··· Exercise materials

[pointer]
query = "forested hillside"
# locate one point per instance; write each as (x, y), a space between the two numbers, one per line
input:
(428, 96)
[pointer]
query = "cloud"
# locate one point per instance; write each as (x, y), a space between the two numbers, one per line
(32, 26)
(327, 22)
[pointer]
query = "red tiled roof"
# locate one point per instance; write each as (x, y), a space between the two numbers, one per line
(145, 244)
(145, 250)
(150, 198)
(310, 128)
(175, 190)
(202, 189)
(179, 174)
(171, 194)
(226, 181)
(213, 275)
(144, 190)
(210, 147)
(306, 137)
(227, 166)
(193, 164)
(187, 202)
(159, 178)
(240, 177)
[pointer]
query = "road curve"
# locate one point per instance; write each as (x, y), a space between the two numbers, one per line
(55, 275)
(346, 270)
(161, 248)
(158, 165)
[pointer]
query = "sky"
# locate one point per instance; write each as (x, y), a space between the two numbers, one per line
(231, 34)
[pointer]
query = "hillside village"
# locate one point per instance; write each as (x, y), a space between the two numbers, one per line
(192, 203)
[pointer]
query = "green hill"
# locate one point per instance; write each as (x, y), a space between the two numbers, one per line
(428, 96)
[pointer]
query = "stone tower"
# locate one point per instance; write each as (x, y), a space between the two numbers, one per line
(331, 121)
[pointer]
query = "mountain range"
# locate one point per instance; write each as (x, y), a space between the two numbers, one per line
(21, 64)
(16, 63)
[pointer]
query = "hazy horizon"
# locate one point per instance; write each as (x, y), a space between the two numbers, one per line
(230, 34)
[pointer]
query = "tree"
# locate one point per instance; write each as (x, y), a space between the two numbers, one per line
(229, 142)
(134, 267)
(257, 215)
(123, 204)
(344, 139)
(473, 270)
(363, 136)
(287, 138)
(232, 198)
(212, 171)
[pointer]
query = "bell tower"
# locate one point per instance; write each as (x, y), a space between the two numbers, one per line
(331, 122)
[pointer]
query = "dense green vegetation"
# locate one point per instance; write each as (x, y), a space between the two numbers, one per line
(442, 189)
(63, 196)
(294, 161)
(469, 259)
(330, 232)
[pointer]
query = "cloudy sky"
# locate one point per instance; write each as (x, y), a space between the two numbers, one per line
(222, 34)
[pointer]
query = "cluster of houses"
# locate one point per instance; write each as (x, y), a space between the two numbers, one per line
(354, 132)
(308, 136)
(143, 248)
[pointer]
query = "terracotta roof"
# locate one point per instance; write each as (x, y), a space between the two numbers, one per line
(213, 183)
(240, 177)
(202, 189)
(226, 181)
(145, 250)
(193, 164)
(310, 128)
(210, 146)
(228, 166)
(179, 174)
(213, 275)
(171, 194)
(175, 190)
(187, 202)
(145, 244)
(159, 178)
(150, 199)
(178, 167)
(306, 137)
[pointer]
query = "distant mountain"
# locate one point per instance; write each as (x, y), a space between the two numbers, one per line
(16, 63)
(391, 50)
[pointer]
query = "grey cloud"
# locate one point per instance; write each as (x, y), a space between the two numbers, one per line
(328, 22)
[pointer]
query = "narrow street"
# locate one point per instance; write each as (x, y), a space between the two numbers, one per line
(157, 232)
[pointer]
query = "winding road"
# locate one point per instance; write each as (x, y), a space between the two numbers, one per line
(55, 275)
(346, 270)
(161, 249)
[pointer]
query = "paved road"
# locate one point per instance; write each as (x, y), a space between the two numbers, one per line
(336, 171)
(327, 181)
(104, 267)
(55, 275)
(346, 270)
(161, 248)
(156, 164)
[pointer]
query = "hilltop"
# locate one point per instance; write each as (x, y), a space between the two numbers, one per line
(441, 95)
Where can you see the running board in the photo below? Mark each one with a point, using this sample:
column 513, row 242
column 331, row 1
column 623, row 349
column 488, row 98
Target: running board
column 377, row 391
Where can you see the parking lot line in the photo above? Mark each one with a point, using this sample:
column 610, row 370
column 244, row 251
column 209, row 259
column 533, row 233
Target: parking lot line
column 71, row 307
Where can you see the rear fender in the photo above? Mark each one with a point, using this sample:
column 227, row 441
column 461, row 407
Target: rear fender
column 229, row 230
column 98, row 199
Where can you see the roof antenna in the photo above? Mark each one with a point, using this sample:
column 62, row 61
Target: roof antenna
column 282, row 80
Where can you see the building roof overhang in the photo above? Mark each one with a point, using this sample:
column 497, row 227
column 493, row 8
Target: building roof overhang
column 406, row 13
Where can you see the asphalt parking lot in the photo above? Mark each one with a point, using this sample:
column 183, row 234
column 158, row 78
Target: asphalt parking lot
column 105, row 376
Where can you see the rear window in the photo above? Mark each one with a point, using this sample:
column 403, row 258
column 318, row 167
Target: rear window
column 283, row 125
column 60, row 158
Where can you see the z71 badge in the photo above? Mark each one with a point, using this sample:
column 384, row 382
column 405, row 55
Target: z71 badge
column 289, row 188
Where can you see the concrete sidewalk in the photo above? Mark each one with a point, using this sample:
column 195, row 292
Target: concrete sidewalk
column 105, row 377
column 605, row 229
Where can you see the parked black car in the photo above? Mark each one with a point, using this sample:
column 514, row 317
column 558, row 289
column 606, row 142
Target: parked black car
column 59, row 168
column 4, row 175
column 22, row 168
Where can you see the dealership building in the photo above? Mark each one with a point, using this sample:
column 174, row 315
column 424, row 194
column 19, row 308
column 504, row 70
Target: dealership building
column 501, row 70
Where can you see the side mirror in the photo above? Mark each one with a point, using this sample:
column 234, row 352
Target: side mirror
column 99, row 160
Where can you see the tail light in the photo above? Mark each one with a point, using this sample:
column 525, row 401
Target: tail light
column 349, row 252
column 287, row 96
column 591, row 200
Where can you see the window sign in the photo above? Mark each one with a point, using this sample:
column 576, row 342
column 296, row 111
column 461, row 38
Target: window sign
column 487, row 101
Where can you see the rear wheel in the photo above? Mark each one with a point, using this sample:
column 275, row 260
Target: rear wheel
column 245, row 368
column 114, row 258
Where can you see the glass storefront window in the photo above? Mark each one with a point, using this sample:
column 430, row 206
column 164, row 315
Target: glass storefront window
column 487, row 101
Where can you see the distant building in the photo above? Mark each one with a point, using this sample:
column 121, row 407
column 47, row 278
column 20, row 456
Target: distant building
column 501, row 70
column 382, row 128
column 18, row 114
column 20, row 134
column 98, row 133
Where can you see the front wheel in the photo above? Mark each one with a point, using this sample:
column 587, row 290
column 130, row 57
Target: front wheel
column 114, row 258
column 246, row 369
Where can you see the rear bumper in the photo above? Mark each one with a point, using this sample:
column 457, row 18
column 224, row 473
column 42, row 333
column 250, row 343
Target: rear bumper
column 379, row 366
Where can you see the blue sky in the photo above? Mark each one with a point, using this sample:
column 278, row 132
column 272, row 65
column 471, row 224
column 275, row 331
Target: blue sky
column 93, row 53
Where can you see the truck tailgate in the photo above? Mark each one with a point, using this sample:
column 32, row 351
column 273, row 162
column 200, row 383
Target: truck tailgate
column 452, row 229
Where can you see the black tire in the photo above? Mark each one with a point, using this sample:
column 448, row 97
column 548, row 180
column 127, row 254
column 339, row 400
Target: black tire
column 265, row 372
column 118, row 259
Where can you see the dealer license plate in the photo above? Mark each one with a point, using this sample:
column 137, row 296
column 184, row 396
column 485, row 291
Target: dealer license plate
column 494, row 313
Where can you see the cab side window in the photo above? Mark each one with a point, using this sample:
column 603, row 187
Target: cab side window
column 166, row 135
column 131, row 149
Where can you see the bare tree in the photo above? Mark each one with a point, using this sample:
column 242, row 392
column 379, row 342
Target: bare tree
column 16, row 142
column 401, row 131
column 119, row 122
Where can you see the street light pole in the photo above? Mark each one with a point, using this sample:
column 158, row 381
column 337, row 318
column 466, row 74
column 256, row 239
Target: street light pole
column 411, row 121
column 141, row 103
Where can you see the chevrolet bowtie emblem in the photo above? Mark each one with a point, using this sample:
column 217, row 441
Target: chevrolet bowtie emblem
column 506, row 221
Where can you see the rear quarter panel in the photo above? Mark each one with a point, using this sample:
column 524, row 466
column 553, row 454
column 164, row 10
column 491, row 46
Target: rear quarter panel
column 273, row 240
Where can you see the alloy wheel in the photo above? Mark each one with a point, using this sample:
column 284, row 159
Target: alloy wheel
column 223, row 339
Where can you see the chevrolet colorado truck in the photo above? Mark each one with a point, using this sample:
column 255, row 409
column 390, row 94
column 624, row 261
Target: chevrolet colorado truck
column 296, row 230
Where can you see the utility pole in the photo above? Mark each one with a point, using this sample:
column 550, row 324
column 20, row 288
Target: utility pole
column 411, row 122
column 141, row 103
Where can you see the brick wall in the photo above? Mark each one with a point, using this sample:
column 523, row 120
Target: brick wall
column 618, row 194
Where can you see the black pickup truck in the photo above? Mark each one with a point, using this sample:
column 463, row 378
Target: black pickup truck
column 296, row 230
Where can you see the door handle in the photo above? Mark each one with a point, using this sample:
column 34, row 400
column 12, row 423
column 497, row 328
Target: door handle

······

Format the lines above, from the line containing "Where can you see the side" through the line containing "column 591, row 200", inclusive, as a numbered list, omitting any blank lines.

> **Task answer**:
1. Where can you see the side mirror in the photo above? Mark each one with a point, using this sample:
2. column 234, row 352
3. Target: side mirror
4. column 99, row 160
5. Where can you see the tail light in the photo above? Mark each one with a point, using this sample:
6. column 525, row 401
7. Target: tail light
8. column 349, row 252
9. column 287, row 96
10. column 591, row 200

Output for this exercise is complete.